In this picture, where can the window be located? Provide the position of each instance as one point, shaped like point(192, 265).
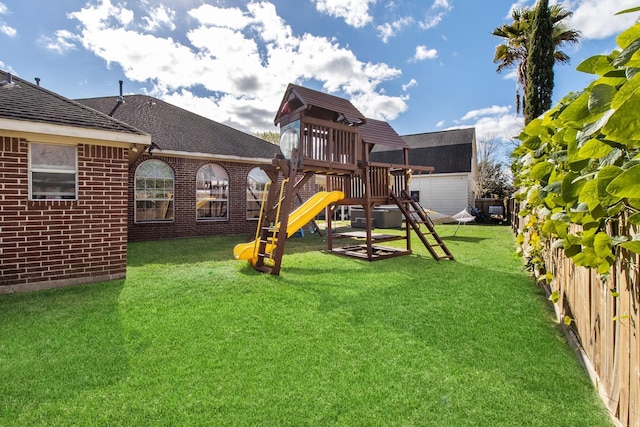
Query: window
point(53, 172)
point(257, 181)
point(212, 193)
point(154, 191)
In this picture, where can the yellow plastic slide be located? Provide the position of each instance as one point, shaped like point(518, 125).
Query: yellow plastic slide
point(298, 218)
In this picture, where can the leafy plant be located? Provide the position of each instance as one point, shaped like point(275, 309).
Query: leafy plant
point(579, 163)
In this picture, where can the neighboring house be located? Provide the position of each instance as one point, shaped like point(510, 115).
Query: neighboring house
point(199, 178)
point(451, 187)
point(63, 189)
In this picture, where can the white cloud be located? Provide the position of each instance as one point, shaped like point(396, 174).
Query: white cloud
point(442, 4)
point(431, 21)
point(354, 12)
point(5, 29)
point(235, 63)
point(494, 109)
point(495, 122)
point(597, 19)
point(390, 29)
point(423, 53)
point(63, 41)
point(160, 16)
point(409, 85)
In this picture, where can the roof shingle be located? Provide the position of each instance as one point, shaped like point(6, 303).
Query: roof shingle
point(175, 129)
point(22, 100)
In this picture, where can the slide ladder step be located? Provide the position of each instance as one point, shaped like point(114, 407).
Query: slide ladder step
point(415, 215)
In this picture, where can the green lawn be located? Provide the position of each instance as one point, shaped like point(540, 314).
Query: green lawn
point(192, 337)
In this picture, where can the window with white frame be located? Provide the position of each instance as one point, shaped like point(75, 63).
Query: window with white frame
point(154, 191)
point(53, 172)
point(257, 181)
point(212, 193)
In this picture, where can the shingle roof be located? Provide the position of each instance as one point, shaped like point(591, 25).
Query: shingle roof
point(176, 129)
point(25, 101)
point(312, 98)
point(450, 151)
point(381, 133)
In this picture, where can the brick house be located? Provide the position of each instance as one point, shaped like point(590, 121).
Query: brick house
point(199, 177)
point(63, 191)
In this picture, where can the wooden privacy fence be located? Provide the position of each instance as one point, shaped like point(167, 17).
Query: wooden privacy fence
point(604, 315)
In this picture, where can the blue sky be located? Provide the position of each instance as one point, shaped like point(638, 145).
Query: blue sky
point(423, 65)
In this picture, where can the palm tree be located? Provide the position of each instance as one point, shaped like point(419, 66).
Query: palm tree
point(514, 49)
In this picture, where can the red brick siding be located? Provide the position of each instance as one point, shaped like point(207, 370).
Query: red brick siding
point(185, 223)
point(51, 243)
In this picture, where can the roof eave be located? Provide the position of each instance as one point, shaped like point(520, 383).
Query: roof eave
point(52, 132)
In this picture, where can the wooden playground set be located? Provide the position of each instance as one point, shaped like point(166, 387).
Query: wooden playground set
point(322, 134)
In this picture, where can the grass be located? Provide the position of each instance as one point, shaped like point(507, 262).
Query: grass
point(192, 337)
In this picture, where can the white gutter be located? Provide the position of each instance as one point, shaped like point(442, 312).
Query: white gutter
point(47, 132)
point(185, 154)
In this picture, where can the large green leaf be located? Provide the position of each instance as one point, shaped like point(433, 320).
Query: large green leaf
point(623, 126)
point(594, 149)
point(541, 170)
point(571, 189)
point(627, 184)
point(598, 64)
point(628, 36)
point(627, 54)
point(626, 91)
point(593, 128)
point(604, 178)
point(600, 98)
point(577, 113)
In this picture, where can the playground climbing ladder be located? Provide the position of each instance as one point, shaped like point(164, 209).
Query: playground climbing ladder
point(415, 216)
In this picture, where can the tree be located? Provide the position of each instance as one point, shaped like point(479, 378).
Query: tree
point(494, 178)
point(540, 60)
point(514, 50)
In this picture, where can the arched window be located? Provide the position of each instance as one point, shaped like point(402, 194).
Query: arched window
point(257, 181)
point(154, 191)
point(212, 193)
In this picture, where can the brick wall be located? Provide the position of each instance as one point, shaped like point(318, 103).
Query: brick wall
point(185, 223)
point(47, 243)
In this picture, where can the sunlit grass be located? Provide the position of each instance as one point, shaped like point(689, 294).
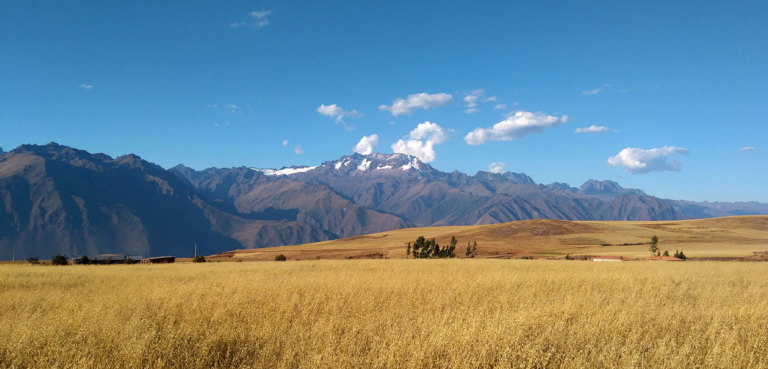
####################
Try it –
Please reproduce every record exactly, leaving the pictures out.

Exercise output –
In this picture, where can the window be located? Provide the position of each instance as one point, shaped like point(192, 265).
Query: window
point(53, 172)
point(257, 181)
point(212, 193)
point(154, 191)
In this picture, where can the yellow plastic slide be located? Provide the position of each instance as one point, shaped like point(518, 125).
Query: yellow plastic slide
point(298, 218)
In this picture, where can the leafy plant be located? Provide the position of each instance as one point, shaped like point(275, 309).
Query: leafy plant
point(579, 163)
In this picture, where can the neighboring house be located? Provide the position of each instance as one point, shaped like point(510, 115).
Query: neighboring house
point(199, 178)
point(451, 187)
point(63, 189)
In this picture, where can the white cloud be located? Provide the position of each instance as one point, shaped like point(396, 174).
Query: white cloud
point(442, 4)
point(431, 21)
point(354, 12)
point(5, 29)
point(235, 63)
point(494, 109)
point(495, 122)
point(597, 19)
point(390, 29)
point(423, 53)
point(63, 41)
point(160, 16)
point(409, 85)
In this picture, where can the roof shingle be located? Provide the position of each instance as one point, shaped like point(6, 303).
Query: roof shingle
point(175, 129)
point(22, 100)
In this picture, where can the slide ladder step be located? Provide the position of each instance as one point, shaped like point(114, 407).
Query: slide ladder step
point(415, 215)
In this picture, where can the green lawn be located? Provide the position of each instance as one point, shaped like point(540, 314).
Query: green lawn
point(192, 337)
In this picture, where can the window with white frame be located? Provide the position of each instance as one point, shaped like point(75, 63).
Query: window with white frame
point(154, 191)
point(53, 172)
point(257, 181)
point(212, 193)
In this picture, where can the shingle roof be located? Provide the position of each instance as one point, shaped like point(591, 25).
Query: shingle roof
point(176, 129)
point(25, 101)
point(312, 98)
point(450, 151)
point(381, 133)
In this picture, where can the brick house be located? Provide the position of each instance as one point, shaped like point(590, 121).
Query: brick house
point(199, 177)
point(63, 191)
In this picture, where can the wooden privacy fence be located? Provide the position of each instance as one point, shaped like point(167, 17).
Query: wooden privacy fence
point(604, 315)
In this picture, where can the blue sky be located? Provide the position of each instance as one point, shaped like point(638, 145).
Query: blue sky
point(423, 65)
In this picture, where can the palm tree be located? Provide the position of each instance as one point, shaped like point(419, 66).
Query: palm tree
point(514, 49)
In this picture, where can the red brick siding be located? Provide the position of each instance as one point, shaped like point(207, 370).
Query: red brick siding
point(185, 223)
point(51, 243)
In this picture, where can the roof eave be located? Provide the position of each instance as one point, shaped like point(520, 383).
Query: roof eave
point(52, 132)
In this picture, where can the wooden playground set be located? Provide the position of each instance as one point, shaped like point(166, 387).
Query: wooden playground set
point(322, 134)
In this picture, where can the grass be located? Provide the position of each instance as one point, shaped like point(507, 262).
Query: grass
point(192, 337)
In this picture, where can the white gutter be located? Provide the position of each instance as one point, shaped like point(442, 312).
Query: white gutter
point(47, 132)
point(185, 154)
In this picture, where can the large green leaf be located? Provide the position of each instance as one point, shaped like point(433, 320).
Query: large green leaf
point(623, 126)
point(594, 149)
point(541, 170)
point(571, 189)
point(627, 184)
point(598, 64)
point(628, 36)
point(627, 54)
point(626, 91)
point(593, 128)
point(604, 178)
point(600, 98)
point(577, 113)
In this picture, where can the playground climbing ladder be located? Provide the position of each instance as one point, shaped like point(164, 209).
Query: playground climbing ladder
point(415, 216)
In this picture, where can the tree be located? Provide the position of each instance as one point, shaped like point(479, 378).
Query: tree
point(494, 178)
point(540, 60)
point(514, 50)
In this picture, where can the arched window be located? Provide the position of each instance as one point, shaped like point(402, 194).
Query: arched window
point(257, 181)
point(154, 191)
point(212, 193)
In this picture, where can the brick wall be located? Provide the position of each instance as one point, shaped like point(318, 103).
Query: brick wall
point(185, 223)
point(47, 243)
In this picture, where can the sunlit grass be located? Provide the position of each instance as one point, shaped like point(689, 294).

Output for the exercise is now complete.